Du musst Deine Aufgabe nicht länger ausführen

∞  31 Oktober 2012, 12:38

Viele UBS-Angstellte in London mussten heute nicht lange warten, um Klarheit zu bekommen, was die gestrige Medienmitteilung über den Stellenabbau in der Bank für sie bedeutet: Sie wurden schon an der Eingangstür abgefangen. Ein kleiner Einblick in das Prozedere und die Art der Kommunikation bei “Freistellungen”.

Im Grunde möchte ich hier vor allem auf den via mycomfor.com gefundenen Medien-Artikel verweisen und aus ihm hier nur wenige Formulierungen heraus picken:

istockphoto.com/koun

Kaderangestellte, die schon Freistellungen erlebt haben, werden es bestätigen können: Die Mechanismen, die dann zu spielen beginnen mögen noch so erklärbar und sachlich begründbar sein, in der Art, wie sie ablaufen, offenbart sich einfach eine Kälte und ein Prozedere, das kommunikationsschwachen und rückgratlosen Vorgesetzten erlaubt, sich wunderbar dahinter zu verstecken. Und mir muss auch niemand erzählen, dass Kollegen, die nicht betroffen sind, das aber hautnah mitbekommen, sich in ihrer inneren Einstellung zum Arbeitgeber nicht beeinflussen lassen. Es ist auch dieses Verhältnis zwischen Firma und Mitarbeitern, das so viele Probleme und Auswüchse unserer modernen Arbeitswelt begünstigt – oder daraus erwachsen ist, wie auch immer.

(Datensätze zur Grenzbeschriftung)
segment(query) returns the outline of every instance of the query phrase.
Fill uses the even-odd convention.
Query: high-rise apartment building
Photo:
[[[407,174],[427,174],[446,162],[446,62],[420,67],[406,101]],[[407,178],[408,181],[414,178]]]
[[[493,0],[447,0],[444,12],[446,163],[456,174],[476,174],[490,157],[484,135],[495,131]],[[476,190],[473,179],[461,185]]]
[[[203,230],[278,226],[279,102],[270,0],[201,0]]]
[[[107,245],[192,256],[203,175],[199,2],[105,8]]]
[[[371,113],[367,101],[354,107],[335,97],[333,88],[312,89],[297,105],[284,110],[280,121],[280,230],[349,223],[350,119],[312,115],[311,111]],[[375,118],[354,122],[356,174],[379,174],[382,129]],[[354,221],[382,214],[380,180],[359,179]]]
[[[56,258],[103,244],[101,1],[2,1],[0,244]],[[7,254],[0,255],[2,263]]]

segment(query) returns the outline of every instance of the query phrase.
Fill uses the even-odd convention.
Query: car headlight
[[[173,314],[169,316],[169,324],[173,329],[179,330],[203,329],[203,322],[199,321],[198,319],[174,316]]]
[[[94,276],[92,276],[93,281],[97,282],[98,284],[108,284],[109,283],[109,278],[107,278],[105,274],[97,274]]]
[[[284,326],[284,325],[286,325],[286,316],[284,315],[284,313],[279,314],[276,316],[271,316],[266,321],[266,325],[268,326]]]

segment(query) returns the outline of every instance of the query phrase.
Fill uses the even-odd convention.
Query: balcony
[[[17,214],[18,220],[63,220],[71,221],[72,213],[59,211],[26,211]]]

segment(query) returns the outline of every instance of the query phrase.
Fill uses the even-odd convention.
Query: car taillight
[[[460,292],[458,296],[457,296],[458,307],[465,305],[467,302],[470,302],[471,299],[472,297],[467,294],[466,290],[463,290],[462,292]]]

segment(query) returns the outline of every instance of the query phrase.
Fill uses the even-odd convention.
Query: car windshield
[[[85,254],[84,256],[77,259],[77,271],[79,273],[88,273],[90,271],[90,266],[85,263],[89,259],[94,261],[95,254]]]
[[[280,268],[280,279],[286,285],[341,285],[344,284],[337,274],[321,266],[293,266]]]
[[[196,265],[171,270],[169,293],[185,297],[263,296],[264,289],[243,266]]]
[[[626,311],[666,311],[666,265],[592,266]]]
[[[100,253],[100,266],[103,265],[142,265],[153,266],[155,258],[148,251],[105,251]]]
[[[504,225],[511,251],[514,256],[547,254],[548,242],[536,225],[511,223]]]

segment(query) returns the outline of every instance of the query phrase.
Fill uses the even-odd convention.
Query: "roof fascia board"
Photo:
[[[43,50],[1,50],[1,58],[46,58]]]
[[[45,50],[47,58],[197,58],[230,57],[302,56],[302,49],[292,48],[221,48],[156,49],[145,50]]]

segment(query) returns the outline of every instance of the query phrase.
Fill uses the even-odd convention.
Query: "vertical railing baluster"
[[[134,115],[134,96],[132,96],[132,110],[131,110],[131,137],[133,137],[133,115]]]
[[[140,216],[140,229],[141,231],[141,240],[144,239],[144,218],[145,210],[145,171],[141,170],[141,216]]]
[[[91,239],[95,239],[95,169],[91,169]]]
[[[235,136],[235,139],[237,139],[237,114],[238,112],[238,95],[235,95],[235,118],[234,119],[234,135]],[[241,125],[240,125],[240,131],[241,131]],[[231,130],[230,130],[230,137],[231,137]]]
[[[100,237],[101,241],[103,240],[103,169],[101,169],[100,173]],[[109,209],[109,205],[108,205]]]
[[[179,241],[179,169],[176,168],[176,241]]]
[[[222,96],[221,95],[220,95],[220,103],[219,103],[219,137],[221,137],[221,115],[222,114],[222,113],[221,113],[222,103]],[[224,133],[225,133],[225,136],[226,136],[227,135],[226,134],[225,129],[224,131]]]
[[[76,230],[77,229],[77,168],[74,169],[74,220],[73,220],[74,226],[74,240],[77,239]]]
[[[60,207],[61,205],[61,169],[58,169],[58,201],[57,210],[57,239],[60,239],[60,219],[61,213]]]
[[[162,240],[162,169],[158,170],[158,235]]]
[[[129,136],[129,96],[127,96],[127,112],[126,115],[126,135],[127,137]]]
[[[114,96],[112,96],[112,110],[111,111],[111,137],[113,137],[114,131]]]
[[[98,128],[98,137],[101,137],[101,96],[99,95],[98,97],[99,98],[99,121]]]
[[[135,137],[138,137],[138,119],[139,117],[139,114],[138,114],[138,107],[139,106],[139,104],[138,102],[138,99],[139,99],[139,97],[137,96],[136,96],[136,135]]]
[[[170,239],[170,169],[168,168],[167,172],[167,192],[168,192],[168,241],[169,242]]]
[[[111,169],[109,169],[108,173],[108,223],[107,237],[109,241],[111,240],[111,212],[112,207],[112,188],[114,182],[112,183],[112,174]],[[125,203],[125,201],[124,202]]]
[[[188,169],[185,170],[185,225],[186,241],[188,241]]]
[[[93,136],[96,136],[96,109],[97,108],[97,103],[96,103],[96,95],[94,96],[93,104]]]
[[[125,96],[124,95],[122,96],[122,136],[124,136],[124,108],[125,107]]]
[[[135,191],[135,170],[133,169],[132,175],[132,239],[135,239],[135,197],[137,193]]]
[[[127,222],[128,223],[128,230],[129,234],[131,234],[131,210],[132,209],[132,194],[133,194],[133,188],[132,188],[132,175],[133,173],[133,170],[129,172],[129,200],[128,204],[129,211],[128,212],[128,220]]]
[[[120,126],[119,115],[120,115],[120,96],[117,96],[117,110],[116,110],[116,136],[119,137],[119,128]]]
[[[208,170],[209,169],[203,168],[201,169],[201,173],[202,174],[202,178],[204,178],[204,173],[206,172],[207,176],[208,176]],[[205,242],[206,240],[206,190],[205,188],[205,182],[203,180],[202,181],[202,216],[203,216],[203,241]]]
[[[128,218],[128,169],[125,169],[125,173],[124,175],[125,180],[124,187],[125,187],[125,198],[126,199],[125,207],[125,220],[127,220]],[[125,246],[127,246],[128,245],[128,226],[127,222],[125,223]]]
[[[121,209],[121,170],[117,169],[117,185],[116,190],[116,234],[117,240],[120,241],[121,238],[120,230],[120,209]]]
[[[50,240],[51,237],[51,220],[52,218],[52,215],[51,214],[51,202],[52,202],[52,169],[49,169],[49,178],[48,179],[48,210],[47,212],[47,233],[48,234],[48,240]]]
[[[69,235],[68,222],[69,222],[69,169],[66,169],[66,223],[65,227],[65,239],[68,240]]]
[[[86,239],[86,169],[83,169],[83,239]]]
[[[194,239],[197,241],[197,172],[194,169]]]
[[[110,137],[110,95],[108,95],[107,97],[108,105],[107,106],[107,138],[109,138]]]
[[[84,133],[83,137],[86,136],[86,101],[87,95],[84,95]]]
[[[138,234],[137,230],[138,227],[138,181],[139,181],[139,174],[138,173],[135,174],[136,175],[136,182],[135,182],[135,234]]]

Aufgabenstellung: Schreibe den Text über die Freistellungen bei der UBS in London vollständig und wortgetreu ab.

Lösung:
Du musst Deine Aufgabe nicht länger ausführen

∞  31 Oktober 2012, 12:38

Viele UBS-Angstellte in London mussten heute nicht lange warten, um Klarheit zu bekommen, was die gestrige Medienmitteilung über den Stellenabbau in der Bank für sie bedeutet: Sie wurden schon an der Eingangstür abgefangen. Ein kleiner Einblick in das Prozedere und die Art der Kommunikation bei “Freistellungen”.

Im Grunde möchte ich hier vor allem auf den via mycomfor.com gefundenen Medien-Artikel verweisen und aus ihm hier nur wenige Formulierungen heraus picken:

istockphoto.com/koun

Kaderangestellte, die schon Freistellungen erlebt haben, werden es bestätigen können: Die Mechanismen, die dann zu spielen beginnen mögen noch so erklärbar und sachlich begründbar sein, in der Art, wie sie ablaufen, offenbart sich einfach eine Kälte und ein Prozedere, das kommunikationsschwachen und rückgratlosen Vorgesetzten erlaubt, sich wunderbar dahinter zu verstecken. Und mir muss auch niemand erzählen, dass Kollegen, die nicht betroffen sind, das aber hautnah mitbekommen, sich in ihrer inneren Einstellung zum Arbeitgeber nicht beeinflussen lassen. Es ist auch dieses Verhältnis zwischen Firma und Mitarbeitern, das so viele Probleme und Auswüchse unserer modernen Arbeitswelt begünstigt – oder daraus erwachsen ist, wie auch immer.